STATED TASK: Return, word for word, only the lines from the one containing "Identify the person's hand" through the last line of the entries.

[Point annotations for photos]
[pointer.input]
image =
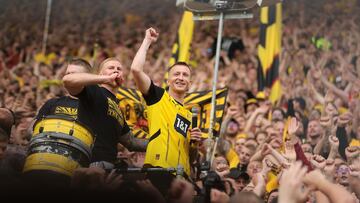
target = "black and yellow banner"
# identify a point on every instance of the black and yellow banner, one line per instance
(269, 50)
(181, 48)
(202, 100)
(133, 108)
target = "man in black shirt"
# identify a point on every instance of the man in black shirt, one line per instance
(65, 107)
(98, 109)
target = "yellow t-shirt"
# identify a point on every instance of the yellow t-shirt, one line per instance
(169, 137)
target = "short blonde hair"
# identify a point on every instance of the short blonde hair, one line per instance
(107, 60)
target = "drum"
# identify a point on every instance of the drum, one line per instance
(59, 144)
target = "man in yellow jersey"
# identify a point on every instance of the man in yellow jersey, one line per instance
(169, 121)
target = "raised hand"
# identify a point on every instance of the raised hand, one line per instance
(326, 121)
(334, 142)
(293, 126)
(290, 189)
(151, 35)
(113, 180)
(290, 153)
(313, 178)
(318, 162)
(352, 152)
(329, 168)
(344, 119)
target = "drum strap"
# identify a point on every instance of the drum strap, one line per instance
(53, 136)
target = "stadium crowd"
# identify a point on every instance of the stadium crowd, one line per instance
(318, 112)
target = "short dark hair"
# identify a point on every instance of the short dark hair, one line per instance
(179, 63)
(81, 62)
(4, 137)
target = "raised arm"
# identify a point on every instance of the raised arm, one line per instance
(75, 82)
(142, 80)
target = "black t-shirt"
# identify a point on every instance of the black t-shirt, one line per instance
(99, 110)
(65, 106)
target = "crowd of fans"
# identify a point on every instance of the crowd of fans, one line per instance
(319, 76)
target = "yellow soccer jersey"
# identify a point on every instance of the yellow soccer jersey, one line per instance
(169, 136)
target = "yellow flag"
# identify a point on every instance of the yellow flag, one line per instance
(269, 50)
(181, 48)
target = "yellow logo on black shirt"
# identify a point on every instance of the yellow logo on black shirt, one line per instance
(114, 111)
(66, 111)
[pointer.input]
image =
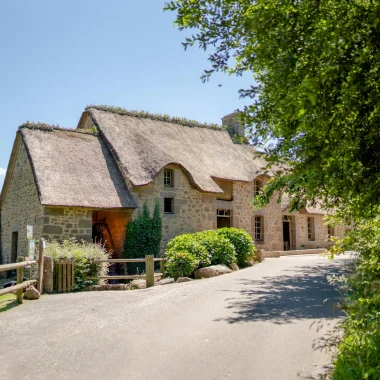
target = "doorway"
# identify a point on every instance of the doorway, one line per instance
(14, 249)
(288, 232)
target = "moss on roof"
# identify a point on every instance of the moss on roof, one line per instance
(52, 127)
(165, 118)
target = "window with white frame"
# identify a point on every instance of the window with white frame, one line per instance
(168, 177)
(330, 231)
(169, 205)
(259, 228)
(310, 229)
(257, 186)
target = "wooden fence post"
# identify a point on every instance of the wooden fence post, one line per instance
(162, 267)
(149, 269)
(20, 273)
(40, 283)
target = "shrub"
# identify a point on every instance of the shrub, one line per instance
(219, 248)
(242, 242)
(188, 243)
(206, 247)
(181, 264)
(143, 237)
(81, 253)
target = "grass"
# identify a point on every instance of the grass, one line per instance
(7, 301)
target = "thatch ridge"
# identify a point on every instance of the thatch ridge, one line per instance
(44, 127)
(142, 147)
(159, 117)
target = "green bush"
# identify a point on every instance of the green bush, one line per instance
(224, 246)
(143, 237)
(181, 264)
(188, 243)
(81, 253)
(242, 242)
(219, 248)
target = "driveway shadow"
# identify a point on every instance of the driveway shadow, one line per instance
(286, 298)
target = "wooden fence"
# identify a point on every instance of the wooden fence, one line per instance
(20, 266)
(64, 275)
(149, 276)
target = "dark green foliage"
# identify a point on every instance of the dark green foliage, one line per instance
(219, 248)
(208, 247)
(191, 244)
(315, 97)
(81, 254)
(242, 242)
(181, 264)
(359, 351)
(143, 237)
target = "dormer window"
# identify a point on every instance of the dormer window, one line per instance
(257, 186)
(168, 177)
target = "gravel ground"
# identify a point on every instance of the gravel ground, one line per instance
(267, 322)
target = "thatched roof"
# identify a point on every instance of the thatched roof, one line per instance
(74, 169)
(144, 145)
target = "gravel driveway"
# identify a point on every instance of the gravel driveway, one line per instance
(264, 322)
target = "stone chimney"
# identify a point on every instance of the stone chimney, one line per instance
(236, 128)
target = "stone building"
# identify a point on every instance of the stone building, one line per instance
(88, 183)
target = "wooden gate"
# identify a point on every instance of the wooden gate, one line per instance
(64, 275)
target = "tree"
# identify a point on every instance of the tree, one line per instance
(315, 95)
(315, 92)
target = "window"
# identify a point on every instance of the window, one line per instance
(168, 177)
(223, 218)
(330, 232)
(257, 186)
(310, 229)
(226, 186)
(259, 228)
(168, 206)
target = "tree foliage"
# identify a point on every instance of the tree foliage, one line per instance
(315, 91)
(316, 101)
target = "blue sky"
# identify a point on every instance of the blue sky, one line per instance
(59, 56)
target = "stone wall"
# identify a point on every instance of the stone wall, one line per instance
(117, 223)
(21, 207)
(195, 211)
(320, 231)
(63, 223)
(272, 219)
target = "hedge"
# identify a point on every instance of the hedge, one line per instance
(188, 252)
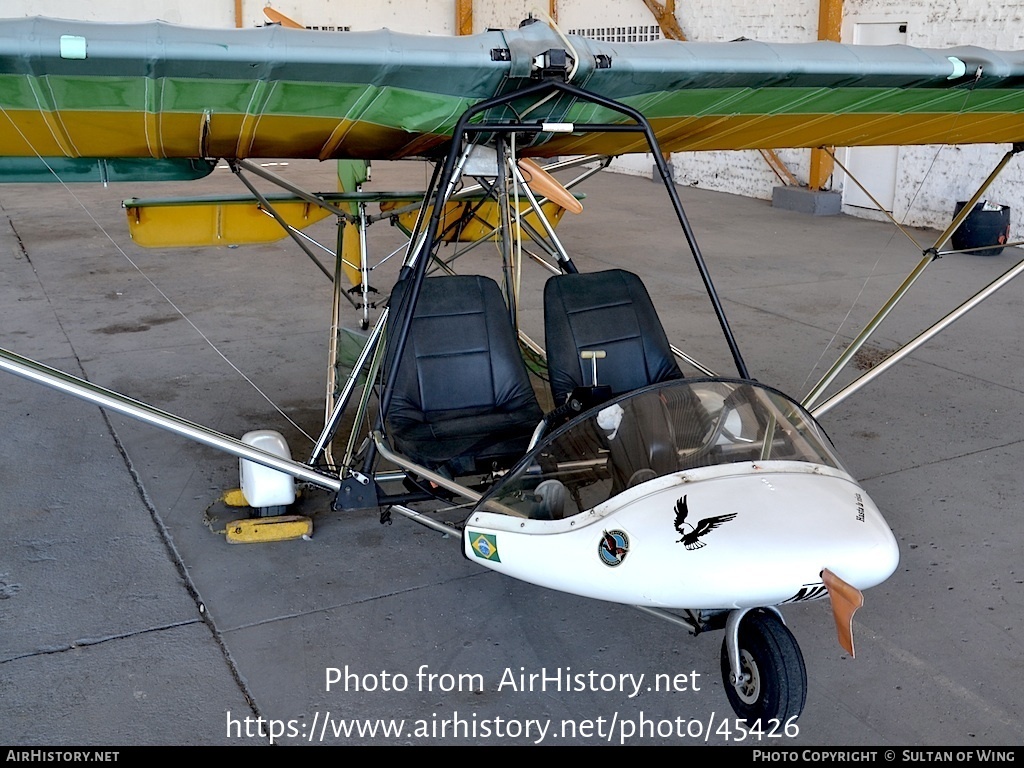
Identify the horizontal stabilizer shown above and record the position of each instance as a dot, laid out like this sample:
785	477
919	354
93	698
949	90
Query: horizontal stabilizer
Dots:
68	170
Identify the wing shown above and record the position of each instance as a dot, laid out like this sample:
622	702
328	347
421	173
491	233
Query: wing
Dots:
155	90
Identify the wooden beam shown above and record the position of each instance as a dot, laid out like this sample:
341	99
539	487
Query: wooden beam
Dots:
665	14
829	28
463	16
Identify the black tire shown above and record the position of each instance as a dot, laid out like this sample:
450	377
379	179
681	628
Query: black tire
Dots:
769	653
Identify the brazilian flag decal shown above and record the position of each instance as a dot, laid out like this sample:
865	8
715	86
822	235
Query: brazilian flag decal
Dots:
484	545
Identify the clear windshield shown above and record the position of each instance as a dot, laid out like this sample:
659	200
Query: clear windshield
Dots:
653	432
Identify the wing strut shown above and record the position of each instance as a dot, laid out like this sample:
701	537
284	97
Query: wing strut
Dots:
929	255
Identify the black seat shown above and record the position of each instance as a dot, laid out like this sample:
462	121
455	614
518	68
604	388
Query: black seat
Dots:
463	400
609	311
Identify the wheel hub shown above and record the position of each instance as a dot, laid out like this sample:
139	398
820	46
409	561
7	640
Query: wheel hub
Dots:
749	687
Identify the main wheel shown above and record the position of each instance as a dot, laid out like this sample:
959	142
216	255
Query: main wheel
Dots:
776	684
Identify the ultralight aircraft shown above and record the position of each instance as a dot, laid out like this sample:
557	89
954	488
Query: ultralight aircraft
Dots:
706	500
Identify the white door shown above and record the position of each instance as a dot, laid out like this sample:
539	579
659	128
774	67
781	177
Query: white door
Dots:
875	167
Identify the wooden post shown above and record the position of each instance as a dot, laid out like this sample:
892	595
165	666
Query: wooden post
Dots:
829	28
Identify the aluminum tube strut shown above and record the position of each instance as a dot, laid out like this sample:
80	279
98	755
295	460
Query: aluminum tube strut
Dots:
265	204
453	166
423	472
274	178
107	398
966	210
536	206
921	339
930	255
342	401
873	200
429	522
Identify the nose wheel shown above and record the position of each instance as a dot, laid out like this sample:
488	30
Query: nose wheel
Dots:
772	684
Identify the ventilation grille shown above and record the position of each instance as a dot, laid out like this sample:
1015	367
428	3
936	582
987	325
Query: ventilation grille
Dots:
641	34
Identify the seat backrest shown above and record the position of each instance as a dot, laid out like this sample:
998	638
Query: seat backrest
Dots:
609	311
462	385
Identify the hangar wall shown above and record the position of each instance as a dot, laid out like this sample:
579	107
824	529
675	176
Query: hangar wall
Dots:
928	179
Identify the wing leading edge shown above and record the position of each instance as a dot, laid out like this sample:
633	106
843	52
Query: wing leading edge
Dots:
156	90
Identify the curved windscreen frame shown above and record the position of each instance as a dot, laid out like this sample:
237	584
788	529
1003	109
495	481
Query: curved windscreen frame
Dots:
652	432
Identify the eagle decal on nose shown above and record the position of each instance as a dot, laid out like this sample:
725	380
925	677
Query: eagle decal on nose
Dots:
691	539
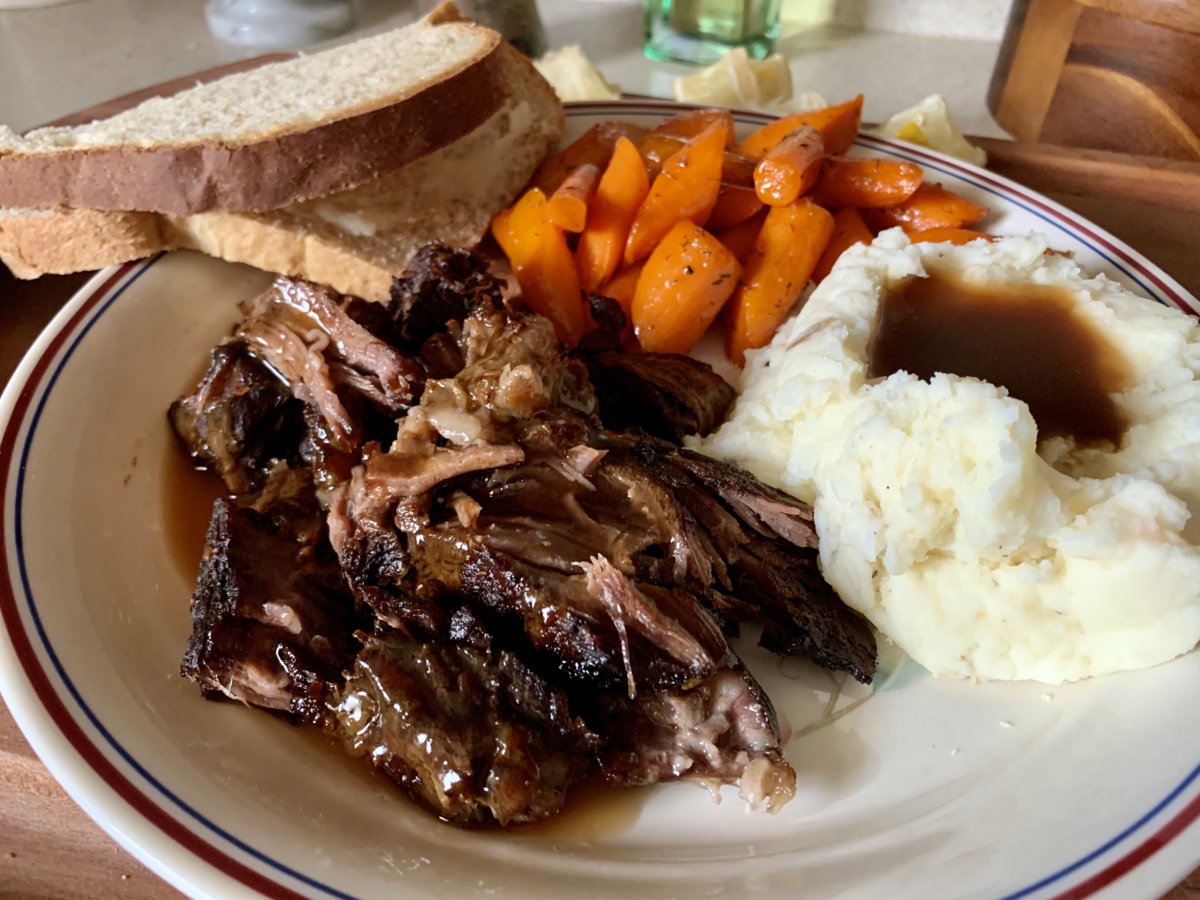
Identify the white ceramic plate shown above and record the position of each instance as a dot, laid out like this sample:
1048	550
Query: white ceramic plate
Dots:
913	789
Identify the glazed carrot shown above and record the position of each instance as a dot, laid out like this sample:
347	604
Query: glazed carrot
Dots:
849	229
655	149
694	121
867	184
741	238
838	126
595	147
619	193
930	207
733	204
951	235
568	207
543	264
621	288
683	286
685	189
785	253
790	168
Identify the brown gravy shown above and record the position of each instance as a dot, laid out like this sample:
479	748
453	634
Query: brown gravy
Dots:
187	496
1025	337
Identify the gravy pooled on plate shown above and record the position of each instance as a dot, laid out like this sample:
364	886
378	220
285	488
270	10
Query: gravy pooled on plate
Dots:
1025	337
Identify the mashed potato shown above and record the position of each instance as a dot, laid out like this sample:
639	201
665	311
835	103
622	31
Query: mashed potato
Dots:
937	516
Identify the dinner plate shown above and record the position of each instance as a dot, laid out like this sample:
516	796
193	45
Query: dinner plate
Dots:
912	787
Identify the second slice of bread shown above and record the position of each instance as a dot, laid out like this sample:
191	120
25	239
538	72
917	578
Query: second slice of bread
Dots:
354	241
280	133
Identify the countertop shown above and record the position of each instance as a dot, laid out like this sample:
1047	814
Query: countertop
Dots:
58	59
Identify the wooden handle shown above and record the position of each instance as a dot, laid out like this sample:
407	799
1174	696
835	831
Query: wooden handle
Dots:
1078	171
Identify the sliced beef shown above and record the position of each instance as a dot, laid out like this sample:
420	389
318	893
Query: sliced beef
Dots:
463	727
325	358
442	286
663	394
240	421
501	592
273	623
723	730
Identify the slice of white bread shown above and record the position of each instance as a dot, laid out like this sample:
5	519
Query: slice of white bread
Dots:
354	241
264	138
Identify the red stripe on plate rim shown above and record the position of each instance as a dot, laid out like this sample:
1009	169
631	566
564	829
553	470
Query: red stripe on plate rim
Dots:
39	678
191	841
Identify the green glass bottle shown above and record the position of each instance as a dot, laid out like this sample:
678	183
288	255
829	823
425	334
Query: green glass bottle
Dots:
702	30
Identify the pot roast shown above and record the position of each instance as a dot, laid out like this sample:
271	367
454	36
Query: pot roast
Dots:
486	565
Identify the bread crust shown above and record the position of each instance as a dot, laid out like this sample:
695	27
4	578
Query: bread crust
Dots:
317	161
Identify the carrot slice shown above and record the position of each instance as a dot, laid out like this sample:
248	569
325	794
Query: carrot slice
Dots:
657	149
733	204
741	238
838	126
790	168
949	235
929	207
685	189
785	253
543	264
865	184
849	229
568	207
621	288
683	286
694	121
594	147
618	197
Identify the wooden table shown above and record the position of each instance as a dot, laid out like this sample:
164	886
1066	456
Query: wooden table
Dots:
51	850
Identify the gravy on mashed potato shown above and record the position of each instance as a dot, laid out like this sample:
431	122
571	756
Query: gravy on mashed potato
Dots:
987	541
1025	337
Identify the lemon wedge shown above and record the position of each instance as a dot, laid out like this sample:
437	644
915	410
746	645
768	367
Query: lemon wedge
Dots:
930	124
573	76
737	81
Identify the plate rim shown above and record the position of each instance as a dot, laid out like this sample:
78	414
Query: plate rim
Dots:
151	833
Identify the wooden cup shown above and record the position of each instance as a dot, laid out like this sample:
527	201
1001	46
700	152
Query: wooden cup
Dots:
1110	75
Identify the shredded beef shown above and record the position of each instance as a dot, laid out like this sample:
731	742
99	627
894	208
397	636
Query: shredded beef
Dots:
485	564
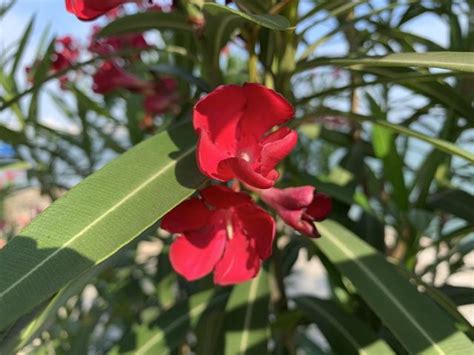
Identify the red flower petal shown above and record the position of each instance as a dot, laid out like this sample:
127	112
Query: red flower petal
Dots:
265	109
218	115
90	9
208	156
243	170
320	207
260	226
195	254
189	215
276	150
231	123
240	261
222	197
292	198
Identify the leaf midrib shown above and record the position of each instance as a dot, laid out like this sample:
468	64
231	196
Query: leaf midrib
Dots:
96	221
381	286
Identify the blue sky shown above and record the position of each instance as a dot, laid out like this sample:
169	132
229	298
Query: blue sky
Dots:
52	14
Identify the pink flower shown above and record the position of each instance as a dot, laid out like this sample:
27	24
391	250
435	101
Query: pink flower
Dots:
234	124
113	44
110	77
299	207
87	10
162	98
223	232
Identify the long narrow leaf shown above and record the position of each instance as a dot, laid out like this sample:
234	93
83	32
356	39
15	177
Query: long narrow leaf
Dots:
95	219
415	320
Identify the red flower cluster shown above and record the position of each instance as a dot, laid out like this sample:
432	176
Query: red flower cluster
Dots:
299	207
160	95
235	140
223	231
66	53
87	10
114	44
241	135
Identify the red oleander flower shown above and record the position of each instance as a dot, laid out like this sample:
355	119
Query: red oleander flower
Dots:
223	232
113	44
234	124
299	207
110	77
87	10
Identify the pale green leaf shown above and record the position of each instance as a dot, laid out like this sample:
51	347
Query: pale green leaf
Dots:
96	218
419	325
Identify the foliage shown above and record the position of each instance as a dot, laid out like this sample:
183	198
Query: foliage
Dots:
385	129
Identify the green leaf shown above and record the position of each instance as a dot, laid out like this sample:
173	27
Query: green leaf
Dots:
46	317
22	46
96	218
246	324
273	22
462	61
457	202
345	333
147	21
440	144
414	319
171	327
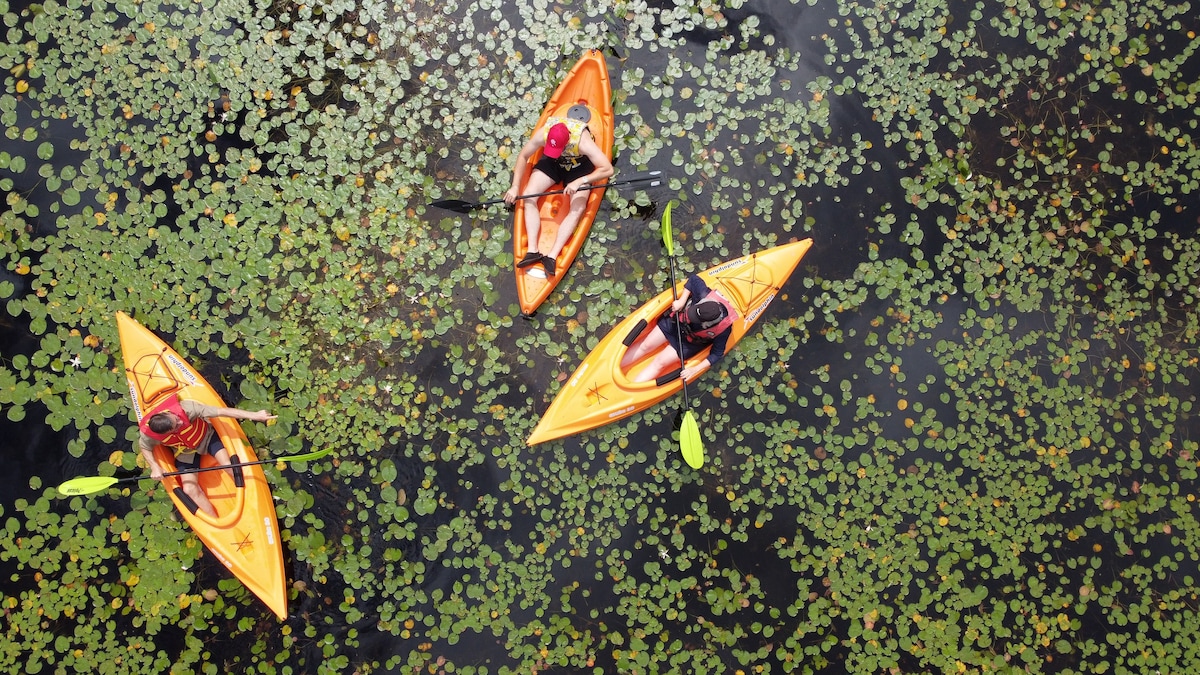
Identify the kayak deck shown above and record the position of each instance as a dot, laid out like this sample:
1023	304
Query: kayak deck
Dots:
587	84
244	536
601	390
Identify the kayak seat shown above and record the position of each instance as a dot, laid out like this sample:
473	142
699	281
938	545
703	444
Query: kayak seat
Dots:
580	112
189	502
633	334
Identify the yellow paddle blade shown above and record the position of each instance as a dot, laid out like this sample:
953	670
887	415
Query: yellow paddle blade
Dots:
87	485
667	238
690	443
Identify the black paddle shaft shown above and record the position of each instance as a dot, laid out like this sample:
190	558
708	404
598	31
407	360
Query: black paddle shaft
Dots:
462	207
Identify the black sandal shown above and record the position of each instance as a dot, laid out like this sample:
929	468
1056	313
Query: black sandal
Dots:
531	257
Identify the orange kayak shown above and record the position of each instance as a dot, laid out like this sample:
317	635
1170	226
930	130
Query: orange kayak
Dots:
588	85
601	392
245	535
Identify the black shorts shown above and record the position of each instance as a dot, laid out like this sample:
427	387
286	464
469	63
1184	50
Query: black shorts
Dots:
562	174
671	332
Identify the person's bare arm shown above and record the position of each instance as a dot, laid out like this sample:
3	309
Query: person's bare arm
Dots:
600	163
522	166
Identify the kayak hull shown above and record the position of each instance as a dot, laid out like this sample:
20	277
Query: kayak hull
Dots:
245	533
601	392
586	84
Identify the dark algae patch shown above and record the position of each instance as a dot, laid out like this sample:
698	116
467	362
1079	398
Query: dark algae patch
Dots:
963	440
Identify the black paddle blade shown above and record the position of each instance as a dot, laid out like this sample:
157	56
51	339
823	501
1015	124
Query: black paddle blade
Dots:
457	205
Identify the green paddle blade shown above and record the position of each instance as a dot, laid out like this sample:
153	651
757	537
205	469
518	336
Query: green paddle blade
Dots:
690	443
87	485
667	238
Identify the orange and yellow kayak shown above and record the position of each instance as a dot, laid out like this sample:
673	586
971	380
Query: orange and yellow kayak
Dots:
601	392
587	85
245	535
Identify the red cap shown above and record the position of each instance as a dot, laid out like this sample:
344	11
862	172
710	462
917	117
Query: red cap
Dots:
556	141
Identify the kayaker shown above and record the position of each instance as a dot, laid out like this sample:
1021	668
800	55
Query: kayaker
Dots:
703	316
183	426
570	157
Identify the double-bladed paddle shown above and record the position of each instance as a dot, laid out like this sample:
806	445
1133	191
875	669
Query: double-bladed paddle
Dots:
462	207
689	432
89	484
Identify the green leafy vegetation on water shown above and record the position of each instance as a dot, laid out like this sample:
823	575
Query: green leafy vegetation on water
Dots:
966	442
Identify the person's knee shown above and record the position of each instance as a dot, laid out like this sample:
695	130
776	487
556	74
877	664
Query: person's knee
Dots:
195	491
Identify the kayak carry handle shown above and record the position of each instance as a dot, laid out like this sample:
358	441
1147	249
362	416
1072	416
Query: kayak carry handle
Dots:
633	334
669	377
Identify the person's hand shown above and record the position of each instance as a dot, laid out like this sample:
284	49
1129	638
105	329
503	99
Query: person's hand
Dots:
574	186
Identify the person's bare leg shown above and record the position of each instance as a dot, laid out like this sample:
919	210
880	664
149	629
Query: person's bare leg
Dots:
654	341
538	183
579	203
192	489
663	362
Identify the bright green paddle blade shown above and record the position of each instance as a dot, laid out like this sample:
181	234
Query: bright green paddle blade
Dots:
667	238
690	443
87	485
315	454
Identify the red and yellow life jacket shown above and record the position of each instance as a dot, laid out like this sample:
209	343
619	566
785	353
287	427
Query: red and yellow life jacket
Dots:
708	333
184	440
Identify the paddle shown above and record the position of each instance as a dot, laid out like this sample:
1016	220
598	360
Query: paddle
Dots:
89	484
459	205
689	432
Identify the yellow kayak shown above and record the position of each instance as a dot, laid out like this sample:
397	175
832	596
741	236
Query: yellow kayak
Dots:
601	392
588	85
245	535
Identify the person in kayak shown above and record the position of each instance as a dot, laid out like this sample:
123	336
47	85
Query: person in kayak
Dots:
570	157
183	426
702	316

TASK SOLUTION:
Identify the person's hand shown above and record the position of each instance as a dot, laid out like this sample:
284	49
1129	638
105	329
503	99
Query: person's hand
Dots:
574	186
Identify the person's bare leg shown above and record the position of each instance as a dot, laid out like this sample:
919	210
880	664
149	629
Query: person's bare leg
Dots:
654	341
538	183
579	203
192	489
663	362
Identify the bright green paddle blade shown above and record the position of each instance as a dot, laid out like this sample:
181	234
Query: bright green paddle blade
Dots:
667	238
690	443
87	485
315	454
Identify the red and yellow life jacket shown above and record the position of each instance as a dot, laid out like this sample:
209	343
619	566
785	353
287	427
Query: red and yellow life jacket
Dots:
708	333
184	440
Identify the paddle shown above and record the position of each instance as a dot, laid out like this sample:
1016	220
598	360
Query: paddle
Dots:
89	484
459	205
689	432
Identify the yellow kayak shown above and record the position of each instance as a dot, laid out like this sample:
397	175
832	596
741	236
Query: yellow kayak
Dots:
601	392
588	85
245	535
Identify the person in kayak shown above and record the position of each instance as a dot, laid out like this sample:
123	336
47	85
Query: person in kayak
Dots:
570	157
183	426
702	316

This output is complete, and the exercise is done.